===== Extracted material

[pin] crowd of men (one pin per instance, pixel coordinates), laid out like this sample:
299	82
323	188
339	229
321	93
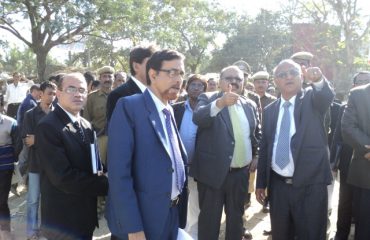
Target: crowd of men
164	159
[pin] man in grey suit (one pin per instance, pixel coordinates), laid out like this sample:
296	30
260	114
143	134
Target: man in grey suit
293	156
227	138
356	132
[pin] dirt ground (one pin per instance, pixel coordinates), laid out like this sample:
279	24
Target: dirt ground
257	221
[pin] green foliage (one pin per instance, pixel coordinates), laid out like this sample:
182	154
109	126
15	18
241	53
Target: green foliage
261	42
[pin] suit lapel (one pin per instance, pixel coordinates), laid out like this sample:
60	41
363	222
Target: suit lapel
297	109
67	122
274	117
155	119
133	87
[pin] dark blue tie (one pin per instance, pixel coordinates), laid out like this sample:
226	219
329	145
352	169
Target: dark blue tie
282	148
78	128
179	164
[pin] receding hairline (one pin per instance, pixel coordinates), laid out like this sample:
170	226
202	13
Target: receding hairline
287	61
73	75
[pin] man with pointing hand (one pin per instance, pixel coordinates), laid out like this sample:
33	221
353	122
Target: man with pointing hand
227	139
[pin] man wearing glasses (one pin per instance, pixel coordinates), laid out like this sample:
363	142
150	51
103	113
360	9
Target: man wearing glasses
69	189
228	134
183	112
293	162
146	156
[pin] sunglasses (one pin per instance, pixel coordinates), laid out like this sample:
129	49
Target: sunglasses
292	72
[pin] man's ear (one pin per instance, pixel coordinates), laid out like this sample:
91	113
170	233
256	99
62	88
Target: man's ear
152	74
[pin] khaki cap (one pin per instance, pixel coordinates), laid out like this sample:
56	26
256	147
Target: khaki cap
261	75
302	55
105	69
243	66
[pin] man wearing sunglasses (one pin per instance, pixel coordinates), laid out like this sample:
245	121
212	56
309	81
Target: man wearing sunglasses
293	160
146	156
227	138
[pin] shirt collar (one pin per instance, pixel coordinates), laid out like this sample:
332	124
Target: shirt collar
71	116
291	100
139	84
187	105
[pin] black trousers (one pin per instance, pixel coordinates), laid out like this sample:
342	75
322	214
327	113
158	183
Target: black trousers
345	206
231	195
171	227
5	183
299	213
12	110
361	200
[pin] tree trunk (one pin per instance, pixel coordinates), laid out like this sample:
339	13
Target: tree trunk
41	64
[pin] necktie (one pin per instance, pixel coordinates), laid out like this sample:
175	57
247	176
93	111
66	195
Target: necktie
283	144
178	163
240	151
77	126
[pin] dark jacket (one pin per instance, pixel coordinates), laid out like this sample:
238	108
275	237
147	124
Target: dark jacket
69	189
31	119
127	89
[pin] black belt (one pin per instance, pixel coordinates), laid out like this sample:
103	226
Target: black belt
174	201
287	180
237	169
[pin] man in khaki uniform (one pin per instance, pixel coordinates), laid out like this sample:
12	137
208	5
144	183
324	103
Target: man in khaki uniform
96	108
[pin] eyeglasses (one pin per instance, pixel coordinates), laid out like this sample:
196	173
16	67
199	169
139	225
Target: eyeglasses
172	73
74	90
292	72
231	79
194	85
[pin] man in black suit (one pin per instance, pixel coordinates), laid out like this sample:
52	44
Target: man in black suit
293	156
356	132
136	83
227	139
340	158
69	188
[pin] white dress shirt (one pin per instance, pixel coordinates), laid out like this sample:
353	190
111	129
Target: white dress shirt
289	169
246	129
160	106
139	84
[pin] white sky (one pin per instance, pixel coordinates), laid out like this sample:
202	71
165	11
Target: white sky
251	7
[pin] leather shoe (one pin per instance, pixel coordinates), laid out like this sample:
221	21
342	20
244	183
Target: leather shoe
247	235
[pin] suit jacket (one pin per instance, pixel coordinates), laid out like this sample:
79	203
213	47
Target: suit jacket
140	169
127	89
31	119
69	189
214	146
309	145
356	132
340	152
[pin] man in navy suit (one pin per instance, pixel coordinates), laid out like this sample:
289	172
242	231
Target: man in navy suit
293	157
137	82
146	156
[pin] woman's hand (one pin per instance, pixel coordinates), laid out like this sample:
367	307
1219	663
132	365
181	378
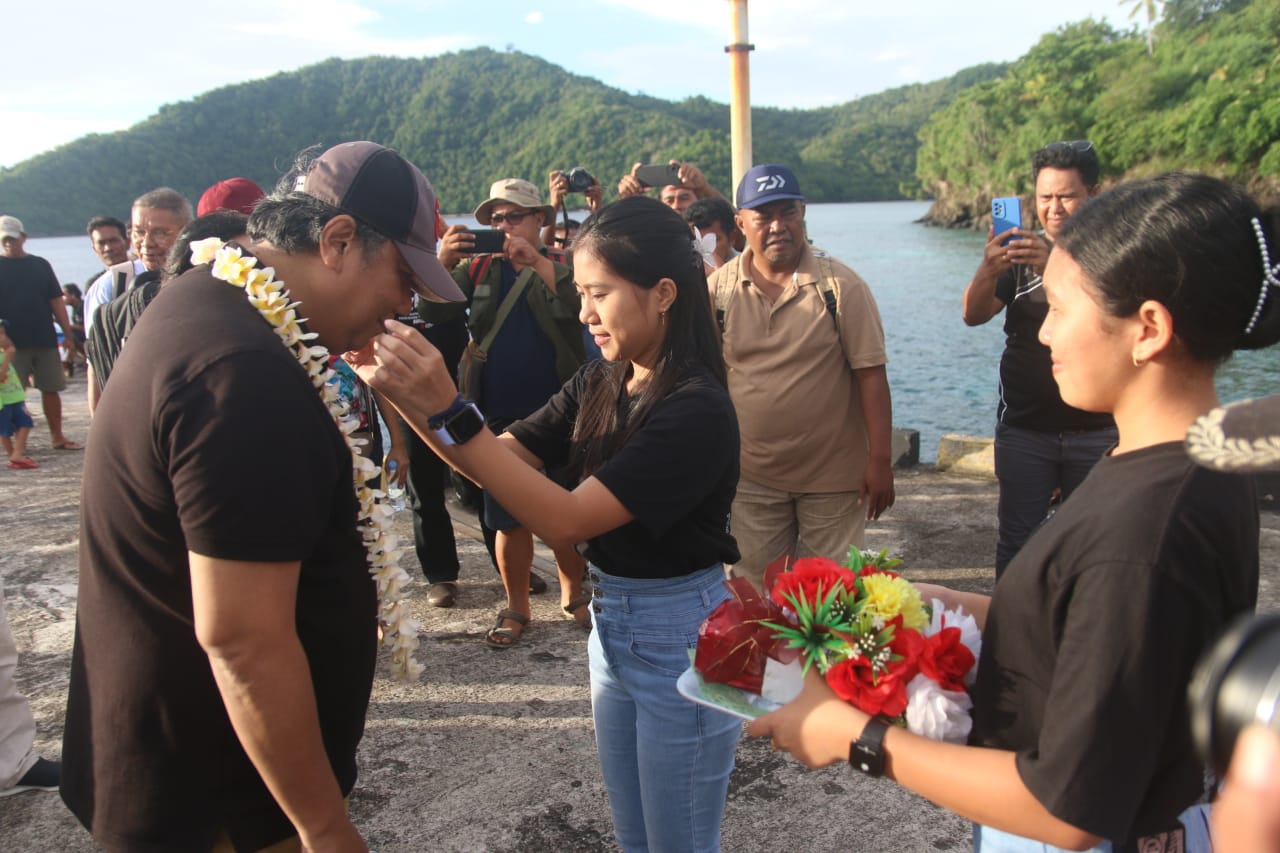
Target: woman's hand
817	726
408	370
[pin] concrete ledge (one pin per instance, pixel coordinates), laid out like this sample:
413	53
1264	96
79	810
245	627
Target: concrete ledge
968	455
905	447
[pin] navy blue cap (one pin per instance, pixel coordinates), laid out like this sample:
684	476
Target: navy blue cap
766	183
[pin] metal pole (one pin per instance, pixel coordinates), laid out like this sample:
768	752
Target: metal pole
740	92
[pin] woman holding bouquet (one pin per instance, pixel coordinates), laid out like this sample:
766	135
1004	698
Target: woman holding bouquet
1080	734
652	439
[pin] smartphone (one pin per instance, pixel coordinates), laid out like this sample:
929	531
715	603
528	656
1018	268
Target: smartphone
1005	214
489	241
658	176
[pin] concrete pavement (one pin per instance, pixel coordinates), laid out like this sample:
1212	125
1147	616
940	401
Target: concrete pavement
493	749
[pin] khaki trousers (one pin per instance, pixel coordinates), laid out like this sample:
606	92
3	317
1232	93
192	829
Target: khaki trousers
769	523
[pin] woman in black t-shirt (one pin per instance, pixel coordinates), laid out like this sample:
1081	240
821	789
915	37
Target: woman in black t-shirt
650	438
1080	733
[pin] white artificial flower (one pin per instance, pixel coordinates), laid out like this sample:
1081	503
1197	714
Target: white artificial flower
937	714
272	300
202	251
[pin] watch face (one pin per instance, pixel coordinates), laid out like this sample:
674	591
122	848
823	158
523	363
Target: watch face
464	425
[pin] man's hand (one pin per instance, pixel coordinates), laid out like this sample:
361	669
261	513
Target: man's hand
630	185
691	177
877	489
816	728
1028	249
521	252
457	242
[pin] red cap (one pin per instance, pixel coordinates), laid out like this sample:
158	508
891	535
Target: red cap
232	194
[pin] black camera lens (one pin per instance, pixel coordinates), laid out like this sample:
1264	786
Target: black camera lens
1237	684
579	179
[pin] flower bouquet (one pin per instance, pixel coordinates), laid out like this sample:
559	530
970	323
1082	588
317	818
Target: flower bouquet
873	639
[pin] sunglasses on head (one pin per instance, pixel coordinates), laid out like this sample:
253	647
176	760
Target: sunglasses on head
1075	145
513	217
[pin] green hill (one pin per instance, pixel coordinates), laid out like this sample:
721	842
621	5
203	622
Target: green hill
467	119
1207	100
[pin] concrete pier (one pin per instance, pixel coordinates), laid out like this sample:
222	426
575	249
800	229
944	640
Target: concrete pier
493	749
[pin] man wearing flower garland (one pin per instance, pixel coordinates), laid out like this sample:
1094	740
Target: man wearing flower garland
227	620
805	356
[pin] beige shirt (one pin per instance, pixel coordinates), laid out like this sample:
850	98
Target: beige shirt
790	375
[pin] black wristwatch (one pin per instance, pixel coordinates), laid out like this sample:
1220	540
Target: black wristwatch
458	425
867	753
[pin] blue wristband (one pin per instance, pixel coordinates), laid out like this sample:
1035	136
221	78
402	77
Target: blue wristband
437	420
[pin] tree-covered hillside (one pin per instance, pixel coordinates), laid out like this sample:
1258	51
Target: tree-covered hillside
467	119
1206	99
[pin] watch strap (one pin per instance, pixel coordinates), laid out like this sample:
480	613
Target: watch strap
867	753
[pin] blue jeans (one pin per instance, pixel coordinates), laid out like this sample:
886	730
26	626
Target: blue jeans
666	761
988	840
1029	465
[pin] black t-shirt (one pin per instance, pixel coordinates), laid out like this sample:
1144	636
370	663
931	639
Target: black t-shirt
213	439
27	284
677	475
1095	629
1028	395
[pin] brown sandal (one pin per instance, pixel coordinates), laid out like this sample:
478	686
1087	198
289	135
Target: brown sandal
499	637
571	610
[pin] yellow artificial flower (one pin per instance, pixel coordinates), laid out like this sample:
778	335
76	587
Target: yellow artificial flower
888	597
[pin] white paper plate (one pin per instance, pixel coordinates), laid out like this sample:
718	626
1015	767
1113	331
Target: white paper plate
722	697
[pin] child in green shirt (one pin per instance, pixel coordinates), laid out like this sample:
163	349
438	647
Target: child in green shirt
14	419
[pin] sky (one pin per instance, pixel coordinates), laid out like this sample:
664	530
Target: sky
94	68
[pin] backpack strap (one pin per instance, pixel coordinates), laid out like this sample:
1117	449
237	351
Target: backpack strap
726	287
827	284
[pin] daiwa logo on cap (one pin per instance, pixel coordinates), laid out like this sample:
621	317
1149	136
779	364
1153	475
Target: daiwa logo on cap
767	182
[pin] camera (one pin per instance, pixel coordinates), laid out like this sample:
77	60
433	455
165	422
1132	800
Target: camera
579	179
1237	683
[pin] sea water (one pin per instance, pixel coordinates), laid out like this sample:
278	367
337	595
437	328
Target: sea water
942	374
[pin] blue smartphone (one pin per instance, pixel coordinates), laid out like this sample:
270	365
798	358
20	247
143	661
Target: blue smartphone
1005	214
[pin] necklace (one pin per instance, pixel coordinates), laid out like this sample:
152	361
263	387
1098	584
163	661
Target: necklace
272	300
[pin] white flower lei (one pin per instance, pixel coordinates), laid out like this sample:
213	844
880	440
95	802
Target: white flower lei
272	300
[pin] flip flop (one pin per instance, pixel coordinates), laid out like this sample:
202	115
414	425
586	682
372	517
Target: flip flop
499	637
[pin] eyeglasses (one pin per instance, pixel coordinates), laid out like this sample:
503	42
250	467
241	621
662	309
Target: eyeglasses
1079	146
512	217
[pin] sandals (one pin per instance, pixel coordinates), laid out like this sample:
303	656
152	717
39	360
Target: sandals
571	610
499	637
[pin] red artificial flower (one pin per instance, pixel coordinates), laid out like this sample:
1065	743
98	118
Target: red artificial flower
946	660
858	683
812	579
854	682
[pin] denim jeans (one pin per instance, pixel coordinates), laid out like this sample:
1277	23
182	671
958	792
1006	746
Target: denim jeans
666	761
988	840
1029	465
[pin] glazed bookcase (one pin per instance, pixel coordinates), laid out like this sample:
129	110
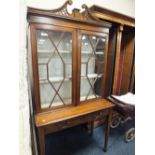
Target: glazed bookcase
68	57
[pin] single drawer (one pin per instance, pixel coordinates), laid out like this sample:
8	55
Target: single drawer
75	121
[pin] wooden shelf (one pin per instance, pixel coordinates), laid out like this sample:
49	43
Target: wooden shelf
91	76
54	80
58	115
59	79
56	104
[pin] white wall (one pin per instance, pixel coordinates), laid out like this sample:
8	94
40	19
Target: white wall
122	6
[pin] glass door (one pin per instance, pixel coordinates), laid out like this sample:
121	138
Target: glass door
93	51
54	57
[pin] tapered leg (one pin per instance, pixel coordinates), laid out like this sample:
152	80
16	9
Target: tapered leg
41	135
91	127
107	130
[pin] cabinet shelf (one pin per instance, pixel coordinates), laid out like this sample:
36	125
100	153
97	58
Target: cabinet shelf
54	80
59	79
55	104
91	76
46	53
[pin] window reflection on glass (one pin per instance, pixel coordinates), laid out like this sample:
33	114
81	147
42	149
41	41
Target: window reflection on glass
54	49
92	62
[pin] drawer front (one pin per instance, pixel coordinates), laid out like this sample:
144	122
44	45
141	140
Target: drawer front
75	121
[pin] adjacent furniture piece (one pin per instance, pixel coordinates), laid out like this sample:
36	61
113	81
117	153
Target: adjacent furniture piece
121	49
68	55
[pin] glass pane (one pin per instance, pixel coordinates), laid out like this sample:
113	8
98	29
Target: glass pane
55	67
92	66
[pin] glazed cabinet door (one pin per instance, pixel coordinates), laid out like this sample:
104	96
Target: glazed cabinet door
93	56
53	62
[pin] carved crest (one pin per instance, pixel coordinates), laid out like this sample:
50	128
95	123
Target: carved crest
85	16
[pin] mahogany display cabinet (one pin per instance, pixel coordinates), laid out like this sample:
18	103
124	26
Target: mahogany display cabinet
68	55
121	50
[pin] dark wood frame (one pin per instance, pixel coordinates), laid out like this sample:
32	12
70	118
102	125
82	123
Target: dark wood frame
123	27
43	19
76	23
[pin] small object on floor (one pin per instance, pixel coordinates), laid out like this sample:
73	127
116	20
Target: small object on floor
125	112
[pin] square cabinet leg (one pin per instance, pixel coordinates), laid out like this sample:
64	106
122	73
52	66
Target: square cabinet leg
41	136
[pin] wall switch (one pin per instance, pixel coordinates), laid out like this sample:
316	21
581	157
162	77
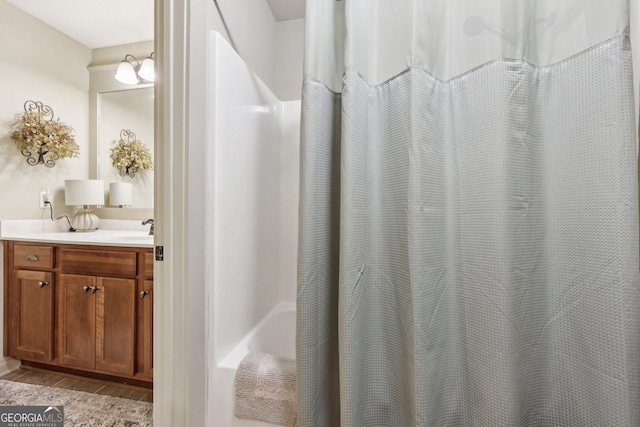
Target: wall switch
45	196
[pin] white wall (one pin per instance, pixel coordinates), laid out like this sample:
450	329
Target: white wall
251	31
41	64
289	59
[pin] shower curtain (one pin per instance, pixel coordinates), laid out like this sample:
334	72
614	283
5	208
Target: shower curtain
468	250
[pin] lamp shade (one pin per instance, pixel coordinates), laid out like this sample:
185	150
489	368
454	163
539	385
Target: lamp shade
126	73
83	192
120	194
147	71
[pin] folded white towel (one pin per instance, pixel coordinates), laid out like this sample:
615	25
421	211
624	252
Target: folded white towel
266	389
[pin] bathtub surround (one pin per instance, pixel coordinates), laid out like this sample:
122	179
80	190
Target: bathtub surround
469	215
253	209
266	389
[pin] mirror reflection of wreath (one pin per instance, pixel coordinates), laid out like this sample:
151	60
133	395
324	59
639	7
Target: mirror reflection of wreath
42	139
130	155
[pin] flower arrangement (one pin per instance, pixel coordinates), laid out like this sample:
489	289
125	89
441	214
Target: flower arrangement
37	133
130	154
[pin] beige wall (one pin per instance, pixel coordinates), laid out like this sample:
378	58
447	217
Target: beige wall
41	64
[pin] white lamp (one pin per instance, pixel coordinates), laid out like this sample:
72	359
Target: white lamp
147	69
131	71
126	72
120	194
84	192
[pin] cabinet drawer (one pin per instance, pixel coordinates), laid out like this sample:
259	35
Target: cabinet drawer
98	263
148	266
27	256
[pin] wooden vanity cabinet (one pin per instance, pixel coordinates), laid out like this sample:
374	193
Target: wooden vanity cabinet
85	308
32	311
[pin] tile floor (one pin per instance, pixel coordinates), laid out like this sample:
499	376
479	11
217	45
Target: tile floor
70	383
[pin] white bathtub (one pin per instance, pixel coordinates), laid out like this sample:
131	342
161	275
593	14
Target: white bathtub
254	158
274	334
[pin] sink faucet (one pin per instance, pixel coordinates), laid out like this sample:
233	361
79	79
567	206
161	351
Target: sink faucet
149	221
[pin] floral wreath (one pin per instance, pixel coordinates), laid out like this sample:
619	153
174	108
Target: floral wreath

==========

Work to complete :: In the records, find every line that has the string "floral" and copy it.

Solved exercise ::
[pin] floral wreath (one pin per instance, pixel coordinates), laid out like this sample:
Target: floral wreath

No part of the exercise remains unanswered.